Task instructions:
Reproduce the lines below word for word, starting with the line that contains "Locate the diced" and continuing through the final line.

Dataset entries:
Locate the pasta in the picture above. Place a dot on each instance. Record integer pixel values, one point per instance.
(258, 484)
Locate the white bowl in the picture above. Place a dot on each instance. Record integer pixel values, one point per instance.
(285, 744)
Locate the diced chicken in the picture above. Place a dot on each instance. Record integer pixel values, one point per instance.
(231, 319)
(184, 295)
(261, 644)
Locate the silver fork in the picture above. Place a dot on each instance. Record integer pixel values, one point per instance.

Result of this task:
Locate the diced chicken in the picture above. Place a dot on each instance. Record integer pixel values, one point per instance.
(231, 319)
(184, 295)
(261, 644)
Locate the silver fork in the picture above. Place a dot on each instance. Record integer pixel values, one point per instance.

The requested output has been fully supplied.